→ **INPUT FOR THIS TASK**
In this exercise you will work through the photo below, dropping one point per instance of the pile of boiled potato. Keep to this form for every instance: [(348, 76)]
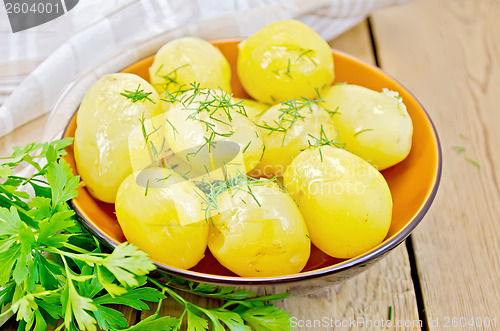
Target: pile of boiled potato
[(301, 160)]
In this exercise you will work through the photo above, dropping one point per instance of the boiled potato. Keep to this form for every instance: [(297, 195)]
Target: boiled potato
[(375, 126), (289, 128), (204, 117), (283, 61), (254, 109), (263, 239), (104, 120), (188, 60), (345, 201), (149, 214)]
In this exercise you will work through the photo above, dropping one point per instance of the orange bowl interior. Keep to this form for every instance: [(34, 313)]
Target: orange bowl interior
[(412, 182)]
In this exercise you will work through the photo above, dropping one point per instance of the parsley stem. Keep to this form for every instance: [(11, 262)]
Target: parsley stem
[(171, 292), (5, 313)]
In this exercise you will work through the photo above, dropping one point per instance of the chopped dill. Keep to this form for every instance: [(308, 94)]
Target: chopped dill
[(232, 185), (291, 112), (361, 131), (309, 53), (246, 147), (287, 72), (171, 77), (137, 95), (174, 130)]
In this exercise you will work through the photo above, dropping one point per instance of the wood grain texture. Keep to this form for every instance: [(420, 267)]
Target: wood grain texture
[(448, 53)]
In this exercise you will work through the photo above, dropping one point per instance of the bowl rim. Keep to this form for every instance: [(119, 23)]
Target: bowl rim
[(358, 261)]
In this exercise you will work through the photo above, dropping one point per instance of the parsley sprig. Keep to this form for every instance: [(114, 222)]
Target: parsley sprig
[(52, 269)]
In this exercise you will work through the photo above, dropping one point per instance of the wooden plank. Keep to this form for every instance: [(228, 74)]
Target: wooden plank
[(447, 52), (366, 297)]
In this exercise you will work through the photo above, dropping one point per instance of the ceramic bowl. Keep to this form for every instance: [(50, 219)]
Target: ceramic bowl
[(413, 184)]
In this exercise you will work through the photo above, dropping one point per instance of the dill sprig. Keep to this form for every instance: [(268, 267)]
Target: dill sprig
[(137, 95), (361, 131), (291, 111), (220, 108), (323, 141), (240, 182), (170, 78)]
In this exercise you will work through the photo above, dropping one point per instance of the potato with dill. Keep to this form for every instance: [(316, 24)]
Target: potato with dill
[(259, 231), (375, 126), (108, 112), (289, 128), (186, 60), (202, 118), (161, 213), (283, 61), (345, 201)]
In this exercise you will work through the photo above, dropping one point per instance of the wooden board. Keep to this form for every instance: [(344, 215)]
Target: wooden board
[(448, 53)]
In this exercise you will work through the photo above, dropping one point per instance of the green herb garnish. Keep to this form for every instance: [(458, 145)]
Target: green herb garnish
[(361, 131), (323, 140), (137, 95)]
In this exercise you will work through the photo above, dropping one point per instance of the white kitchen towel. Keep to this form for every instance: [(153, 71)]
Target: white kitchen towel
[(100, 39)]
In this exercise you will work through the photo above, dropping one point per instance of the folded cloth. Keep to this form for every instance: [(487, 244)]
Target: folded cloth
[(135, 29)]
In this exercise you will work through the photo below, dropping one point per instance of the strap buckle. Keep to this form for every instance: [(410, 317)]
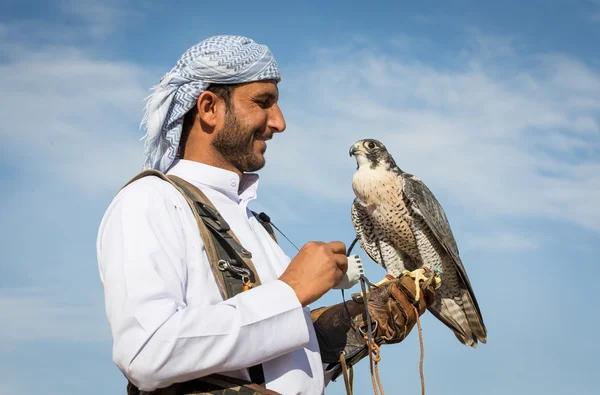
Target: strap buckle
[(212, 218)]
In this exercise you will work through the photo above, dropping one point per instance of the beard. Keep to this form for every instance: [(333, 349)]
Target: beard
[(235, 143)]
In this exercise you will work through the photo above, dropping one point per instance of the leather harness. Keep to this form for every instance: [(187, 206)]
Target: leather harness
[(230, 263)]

* * *

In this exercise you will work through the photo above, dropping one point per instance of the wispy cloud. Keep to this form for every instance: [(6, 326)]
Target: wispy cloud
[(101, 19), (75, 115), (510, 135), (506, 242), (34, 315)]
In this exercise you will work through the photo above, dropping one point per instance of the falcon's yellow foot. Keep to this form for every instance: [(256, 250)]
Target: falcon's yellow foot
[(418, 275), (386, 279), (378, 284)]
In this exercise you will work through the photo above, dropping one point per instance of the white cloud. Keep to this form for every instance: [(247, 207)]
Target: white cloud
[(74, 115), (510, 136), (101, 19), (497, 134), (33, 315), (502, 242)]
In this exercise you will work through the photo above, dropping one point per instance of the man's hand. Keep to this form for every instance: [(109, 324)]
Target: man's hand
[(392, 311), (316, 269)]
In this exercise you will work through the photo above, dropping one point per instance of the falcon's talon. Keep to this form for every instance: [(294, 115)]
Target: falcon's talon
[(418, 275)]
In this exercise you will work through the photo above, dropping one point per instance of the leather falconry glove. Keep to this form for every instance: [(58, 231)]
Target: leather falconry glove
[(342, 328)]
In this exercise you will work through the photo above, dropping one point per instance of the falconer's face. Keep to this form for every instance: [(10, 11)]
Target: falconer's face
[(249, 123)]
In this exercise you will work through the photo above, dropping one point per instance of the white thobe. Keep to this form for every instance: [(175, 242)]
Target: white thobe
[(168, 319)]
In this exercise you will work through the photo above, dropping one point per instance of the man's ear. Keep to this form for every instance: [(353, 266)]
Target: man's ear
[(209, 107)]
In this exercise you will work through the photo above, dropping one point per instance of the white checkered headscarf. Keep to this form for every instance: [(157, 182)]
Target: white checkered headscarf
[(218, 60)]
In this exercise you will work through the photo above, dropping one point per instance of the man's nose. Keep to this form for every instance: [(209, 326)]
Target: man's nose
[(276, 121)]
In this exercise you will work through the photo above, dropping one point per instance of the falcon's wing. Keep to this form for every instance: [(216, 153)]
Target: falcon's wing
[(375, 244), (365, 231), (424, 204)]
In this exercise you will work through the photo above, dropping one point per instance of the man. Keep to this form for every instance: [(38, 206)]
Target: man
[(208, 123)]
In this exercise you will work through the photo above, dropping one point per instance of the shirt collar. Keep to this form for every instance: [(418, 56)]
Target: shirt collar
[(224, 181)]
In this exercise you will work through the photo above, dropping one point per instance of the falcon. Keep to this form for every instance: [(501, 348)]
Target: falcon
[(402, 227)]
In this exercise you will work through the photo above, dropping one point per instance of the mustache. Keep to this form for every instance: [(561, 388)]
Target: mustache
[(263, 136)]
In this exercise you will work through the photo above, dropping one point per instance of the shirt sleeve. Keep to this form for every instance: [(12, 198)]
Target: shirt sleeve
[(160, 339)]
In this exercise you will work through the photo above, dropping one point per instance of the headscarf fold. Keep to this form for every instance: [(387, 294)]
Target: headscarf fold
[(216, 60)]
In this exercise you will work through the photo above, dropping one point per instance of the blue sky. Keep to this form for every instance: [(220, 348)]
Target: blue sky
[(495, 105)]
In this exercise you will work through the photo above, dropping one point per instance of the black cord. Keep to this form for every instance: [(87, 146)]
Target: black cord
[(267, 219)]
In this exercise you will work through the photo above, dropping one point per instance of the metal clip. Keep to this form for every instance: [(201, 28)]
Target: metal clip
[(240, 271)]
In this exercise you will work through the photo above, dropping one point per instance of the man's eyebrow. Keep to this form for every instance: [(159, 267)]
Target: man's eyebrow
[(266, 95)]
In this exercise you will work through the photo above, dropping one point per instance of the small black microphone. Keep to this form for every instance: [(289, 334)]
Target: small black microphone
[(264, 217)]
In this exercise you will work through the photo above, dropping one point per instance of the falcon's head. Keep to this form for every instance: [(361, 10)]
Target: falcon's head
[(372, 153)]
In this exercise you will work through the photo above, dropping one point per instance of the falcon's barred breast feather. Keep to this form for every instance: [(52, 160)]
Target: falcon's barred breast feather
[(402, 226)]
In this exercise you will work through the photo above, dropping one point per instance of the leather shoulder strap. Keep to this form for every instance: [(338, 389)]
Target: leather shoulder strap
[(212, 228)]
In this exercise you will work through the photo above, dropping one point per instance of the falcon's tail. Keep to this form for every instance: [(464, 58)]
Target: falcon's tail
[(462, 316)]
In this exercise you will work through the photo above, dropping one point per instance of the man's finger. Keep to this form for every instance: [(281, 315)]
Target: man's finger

→ **GIVEN TASK**
Give the lines of the records from the one containing "instance: [(387, 294)]" through the one containing "[(495, 105)]", both included, as a numbered list with blank lines omitted and no other lines added.

→ **ANSWER IN FULL**
1. In this exercise you will work through the photo above, dropping one point per instance of the headscarf fold. Keep to this form for every instance: [(387, 294)]
2. Target: headscarf fold
3. [(216, 60)]
4. In this exercise you will work through the photo above, dropping one point per instance of the blue sky. Keep to this form for every instance: [(220, 348)]
5. Target: blue sky
6. [(495, 105)]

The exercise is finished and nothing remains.